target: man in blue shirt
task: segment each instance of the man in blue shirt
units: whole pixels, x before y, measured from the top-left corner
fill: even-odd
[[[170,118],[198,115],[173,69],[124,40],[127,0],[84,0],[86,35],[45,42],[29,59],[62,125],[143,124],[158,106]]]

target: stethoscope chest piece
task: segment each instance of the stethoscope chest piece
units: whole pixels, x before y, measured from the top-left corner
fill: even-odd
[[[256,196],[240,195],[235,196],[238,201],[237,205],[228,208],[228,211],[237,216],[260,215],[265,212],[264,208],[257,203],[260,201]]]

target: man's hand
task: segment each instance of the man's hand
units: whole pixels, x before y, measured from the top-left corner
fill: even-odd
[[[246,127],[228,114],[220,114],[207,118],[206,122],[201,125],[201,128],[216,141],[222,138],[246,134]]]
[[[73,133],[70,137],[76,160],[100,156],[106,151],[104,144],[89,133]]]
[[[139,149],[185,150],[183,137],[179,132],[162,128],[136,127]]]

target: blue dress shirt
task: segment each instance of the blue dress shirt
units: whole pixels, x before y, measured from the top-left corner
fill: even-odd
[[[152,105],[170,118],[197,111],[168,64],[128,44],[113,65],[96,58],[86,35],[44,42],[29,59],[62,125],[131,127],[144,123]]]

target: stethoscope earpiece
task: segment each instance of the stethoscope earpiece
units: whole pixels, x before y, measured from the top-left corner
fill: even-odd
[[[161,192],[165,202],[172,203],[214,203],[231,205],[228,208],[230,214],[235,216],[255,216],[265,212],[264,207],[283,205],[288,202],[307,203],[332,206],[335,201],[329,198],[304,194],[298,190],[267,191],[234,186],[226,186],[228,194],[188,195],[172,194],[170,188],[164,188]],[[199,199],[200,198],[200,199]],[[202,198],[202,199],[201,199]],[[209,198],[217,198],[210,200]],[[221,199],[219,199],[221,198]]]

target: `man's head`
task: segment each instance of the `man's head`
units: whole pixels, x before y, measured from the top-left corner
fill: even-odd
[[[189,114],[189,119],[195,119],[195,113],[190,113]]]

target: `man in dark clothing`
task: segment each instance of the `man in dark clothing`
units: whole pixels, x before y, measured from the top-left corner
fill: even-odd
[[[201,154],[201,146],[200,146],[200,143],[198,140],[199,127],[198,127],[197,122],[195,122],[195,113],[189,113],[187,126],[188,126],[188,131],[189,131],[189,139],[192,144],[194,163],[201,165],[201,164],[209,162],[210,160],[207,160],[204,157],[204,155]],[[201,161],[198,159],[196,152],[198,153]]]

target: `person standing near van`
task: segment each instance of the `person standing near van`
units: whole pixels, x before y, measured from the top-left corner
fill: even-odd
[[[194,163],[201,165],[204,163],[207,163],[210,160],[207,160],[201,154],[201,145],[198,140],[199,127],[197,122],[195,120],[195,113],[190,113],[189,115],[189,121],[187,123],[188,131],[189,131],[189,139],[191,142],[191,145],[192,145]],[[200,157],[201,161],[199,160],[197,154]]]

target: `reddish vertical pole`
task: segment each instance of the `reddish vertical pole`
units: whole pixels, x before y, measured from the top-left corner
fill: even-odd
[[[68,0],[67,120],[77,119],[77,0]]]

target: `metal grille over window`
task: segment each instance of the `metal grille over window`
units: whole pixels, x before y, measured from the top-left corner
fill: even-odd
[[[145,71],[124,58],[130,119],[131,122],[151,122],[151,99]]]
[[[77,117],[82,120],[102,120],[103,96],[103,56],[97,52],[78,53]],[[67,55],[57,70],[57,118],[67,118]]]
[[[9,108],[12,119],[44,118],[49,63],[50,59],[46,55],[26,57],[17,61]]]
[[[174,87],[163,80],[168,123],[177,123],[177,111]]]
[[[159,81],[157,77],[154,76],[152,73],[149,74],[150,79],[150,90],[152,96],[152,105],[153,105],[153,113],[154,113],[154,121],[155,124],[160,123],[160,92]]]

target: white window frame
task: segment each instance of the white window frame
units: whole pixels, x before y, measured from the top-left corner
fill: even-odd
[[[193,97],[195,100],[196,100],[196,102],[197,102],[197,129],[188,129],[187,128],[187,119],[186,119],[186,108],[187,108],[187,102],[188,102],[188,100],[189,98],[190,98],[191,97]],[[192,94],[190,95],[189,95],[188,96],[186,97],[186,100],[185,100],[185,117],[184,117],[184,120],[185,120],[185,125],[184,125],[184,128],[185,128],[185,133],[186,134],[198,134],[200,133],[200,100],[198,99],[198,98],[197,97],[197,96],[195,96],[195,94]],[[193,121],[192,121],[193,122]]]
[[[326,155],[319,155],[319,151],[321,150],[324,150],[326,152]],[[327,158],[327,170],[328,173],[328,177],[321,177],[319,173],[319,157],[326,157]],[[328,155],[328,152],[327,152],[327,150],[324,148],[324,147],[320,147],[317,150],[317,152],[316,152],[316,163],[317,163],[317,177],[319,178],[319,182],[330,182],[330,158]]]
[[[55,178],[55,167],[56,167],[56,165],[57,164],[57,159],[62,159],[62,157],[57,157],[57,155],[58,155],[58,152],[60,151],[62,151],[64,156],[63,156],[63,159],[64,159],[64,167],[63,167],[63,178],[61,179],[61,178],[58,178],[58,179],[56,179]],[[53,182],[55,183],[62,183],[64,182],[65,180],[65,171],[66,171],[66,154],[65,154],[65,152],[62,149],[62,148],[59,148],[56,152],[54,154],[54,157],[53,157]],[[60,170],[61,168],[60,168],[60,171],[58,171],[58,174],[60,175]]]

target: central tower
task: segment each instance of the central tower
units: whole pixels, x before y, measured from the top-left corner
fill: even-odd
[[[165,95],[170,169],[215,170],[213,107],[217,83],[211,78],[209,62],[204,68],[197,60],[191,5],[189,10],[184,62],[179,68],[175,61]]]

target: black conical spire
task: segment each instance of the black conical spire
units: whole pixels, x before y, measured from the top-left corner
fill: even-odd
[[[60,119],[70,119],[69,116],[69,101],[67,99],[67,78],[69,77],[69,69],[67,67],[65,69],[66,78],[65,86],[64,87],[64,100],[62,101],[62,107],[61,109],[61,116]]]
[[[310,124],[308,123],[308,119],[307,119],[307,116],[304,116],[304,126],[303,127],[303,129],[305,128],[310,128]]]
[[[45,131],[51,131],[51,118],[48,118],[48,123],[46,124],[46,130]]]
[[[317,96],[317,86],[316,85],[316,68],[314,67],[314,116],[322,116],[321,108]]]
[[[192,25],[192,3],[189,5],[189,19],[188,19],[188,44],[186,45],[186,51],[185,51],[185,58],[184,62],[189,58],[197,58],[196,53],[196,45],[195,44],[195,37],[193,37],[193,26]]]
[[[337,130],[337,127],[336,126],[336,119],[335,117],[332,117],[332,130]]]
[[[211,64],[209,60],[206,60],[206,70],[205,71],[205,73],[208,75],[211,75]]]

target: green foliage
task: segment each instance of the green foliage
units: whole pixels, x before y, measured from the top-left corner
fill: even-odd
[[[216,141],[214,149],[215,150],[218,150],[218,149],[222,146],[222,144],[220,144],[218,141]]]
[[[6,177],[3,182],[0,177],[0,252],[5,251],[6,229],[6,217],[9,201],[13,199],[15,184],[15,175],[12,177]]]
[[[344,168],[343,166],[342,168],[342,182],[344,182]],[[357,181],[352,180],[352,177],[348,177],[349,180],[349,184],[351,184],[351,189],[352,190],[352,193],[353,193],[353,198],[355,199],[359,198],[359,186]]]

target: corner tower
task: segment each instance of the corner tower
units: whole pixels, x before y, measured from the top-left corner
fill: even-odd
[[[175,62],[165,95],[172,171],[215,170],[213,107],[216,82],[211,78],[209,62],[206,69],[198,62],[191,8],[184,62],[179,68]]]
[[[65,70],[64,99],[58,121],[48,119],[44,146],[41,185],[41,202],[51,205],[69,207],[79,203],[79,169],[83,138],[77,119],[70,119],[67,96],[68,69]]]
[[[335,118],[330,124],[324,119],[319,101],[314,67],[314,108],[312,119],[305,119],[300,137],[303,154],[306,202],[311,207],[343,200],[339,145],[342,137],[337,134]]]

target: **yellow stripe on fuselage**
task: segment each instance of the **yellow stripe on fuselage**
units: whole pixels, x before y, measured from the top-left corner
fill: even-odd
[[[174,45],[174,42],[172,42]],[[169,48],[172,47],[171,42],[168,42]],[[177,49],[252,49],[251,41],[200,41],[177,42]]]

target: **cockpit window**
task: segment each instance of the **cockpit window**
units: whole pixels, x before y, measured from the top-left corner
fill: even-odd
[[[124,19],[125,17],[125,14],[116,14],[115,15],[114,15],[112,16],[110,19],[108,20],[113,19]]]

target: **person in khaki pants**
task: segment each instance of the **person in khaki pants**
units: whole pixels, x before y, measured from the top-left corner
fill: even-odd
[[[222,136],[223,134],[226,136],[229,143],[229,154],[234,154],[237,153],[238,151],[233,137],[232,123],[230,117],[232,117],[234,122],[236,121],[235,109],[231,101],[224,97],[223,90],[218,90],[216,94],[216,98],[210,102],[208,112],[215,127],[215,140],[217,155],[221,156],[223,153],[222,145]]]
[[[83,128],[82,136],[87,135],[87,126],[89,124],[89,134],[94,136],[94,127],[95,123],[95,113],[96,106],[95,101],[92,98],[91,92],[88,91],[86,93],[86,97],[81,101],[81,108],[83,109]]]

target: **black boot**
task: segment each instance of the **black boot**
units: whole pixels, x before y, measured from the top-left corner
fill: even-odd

### Instructions for the task
Update the listing from the line with "target: man's hand" up to and including the line with "[[[139,149],[185,150],[183,137],[179,132],[162,128],[136,127]]]" so that "man's hand" becomes "man's arm", with everything else left unchanged. Return only those lines.

### Reply to the exercise
target: man's arm
task: segment each instance of the man's arm
units: whole pixels, x before y, measured from the top-left corner
fill: even-odd
[[[246,127],[228,114],[220,114],[207,118],[206,122],[201,125],[201,128],[216,141],[222,138],[246,134]]]
[[[73,133],[70,137],[76,160],[100,156],[106,151],[104,144],[89,133]]]
[[[139,149],[185,150],[183,137],[179,132],[162,128],[136,127]]]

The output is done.